Below are the records; copy each line in which "grass" occurs.

(AVAILABLE DATA Opens)

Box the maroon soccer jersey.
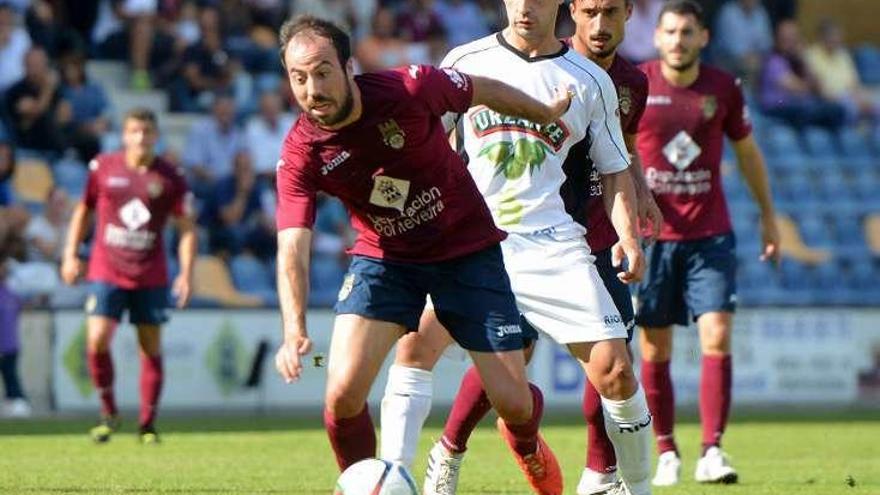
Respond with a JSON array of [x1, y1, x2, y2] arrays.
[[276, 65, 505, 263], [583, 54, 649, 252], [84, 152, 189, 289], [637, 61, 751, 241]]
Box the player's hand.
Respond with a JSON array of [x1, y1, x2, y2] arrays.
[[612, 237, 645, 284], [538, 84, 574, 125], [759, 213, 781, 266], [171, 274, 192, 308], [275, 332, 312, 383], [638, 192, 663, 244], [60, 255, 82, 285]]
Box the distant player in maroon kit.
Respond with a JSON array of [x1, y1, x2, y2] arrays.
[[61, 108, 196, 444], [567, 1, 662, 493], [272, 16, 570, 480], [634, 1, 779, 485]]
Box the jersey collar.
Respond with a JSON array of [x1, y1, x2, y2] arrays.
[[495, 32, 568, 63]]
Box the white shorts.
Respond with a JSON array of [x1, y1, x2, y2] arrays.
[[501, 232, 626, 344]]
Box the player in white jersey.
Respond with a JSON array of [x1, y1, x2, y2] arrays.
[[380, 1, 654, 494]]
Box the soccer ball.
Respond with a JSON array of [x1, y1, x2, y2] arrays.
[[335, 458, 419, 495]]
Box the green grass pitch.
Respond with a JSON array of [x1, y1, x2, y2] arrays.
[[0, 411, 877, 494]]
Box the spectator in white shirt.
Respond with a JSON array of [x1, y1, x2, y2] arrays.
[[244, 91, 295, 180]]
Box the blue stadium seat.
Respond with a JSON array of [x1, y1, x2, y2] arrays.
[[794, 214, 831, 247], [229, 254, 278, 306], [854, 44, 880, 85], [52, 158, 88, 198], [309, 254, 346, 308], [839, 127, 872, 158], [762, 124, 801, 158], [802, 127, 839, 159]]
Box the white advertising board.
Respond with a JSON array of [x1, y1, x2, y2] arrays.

(AVAILABLE DATA Closes)
(AVAILABLE DATA Opens)

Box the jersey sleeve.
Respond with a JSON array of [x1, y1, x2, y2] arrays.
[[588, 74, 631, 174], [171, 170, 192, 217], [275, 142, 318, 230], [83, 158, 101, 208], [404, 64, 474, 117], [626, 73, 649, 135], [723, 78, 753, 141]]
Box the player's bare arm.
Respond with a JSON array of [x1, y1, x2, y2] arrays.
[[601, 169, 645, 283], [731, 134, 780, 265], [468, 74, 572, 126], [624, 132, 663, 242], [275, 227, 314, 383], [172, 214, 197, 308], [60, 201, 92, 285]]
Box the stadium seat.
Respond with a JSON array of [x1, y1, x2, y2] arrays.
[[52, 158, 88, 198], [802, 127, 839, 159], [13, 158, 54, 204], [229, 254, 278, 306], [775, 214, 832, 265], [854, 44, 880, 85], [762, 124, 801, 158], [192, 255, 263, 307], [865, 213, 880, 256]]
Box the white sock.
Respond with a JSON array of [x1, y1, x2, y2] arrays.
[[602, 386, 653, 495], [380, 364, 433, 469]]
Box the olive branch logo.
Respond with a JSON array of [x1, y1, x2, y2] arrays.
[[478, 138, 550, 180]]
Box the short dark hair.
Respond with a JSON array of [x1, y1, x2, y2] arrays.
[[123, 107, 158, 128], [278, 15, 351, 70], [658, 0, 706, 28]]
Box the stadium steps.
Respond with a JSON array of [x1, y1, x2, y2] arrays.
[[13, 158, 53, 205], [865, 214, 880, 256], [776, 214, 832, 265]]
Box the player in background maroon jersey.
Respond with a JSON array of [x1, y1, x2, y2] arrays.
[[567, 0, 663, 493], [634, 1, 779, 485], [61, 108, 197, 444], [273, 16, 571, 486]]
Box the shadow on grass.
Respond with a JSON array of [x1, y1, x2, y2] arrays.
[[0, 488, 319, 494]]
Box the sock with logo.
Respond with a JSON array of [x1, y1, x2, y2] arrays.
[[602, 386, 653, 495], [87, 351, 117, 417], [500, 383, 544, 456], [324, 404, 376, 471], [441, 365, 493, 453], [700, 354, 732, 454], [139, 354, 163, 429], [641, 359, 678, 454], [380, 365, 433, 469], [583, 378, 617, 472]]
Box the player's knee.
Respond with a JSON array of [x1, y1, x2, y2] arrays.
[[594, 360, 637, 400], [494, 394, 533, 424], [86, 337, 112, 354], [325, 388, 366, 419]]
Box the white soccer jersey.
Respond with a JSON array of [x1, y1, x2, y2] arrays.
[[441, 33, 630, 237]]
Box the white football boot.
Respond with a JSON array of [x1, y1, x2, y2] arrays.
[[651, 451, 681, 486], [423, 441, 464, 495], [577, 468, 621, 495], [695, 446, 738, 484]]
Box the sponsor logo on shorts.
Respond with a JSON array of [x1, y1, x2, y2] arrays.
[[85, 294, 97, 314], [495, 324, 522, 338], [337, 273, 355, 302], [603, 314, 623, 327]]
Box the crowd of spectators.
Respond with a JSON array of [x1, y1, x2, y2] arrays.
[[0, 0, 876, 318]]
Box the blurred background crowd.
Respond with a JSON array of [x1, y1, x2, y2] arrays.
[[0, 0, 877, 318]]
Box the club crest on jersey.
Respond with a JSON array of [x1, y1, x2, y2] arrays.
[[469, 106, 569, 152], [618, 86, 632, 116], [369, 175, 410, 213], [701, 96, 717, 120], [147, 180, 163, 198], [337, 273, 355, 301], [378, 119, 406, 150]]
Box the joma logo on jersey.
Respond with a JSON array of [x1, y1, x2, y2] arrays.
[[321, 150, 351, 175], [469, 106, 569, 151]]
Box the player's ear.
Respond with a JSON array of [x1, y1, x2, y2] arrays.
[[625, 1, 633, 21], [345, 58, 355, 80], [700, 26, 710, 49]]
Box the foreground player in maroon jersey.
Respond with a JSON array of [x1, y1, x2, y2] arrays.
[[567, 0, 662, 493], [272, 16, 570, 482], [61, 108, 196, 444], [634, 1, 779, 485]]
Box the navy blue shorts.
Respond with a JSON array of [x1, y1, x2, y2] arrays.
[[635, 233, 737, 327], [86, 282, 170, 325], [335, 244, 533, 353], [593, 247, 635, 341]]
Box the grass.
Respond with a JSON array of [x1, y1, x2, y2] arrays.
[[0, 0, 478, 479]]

(AVAILABLE DATA Closes)

**FINISHED TASK**
Box the green grass pitch.
Box the shadow on grass.
Box the grass.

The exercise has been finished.